Copy out the stretch of the Dominic Cummings essay from "Dominic Cummings’ trillion" through "next 20 years.", replacing "trillion dollar" with "billion dollar".
╭─ QUOTED PASSAGE
Dominic Cummings’ trillion dollar tech fantasy

We all got a laugh a couple of weeks ago upon learning why Dominic Cummings, the Dick Cheney of Boris Johnson’s government, wants the UK government free to provide state aid to companies (it’s one of the principal reaons for wanting to violate the EU Exit Agreement Johnson had pushed through Parliament just last year). The reason, as Robert Peston quotes Cummings, is:

Countries that were late to industrialisation were owned/coerced by those early (to it). The same will happen to countries without trillion dollar tech companies over the next 20 years.

The most obvious response to Cummings is best put by the inimitable Marina Hyde, who asks us to imagine a friend of Cummings looking him in the eye and saying ““Mate, with the best will in the world, what on EARTH about the last six months makes you think you can build the next Apple?”

Others have allowed mere doubt about Cummings’ competence rather than denial of it, and then given him the benefit of that doubt; instead, they criticise his trillion-dollar tech company scheme on the grounds that the countries usually classed “late industrializers” – from Germany and the USA in the late 19th century to Korea in the late 20th – are often reckoned to have done pretty well for themselves, and to have avoided ownership and coercion by Britain. In this regard, though, I think Cummings assertion is entirely correct, even if (for reasons I’ll get to) his idea is bad. Britain did use its position as the first industrial power to both own and coerce much of the world, and it did so successfully for over a century. And Britain’s success in this does offer some parallels with America’s, and the trillion-dollar tech companies of the Silicon Valley and Seattle, today. But does that mean Britain can, or should, try to follow that model today? Let me tell you why not.
╰─
╭─ DATASET ROWS
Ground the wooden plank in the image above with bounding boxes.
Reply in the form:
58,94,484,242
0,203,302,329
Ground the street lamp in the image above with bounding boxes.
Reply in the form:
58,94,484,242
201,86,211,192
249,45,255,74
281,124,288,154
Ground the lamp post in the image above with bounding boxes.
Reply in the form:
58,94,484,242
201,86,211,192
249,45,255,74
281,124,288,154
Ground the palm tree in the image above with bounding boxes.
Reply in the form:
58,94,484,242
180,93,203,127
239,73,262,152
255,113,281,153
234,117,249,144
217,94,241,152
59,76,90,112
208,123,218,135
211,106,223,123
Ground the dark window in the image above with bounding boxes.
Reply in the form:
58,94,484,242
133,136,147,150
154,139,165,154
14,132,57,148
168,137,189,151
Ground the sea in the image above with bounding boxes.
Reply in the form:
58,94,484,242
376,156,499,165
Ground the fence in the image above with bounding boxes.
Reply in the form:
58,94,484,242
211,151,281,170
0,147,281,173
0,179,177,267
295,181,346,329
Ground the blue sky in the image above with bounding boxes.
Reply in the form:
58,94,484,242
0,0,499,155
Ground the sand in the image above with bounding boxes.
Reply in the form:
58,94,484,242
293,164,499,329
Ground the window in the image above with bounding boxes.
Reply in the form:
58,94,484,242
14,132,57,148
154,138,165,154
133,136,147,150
╰─
FINAL RESULT »
Dominic Cummings’ billion dollar tech fantasy

We all got a laugh a couple of weeks ago upon learning why Dominic Cummings, the Dick Cheney of Boris Johnson’s government, wants the UK government free to provide state aid to companies (it’s one of the principal reaons for wanting to violate the EU Exit Agreement Johnson had pushed through Parliament just last year). The reason, as Robert Peston quotes Cummings, is:

Countries that were late to industrialisation were owned/coerced by those early (to it). The same will happen to countries without billion dollar tech companies over the next 20 years.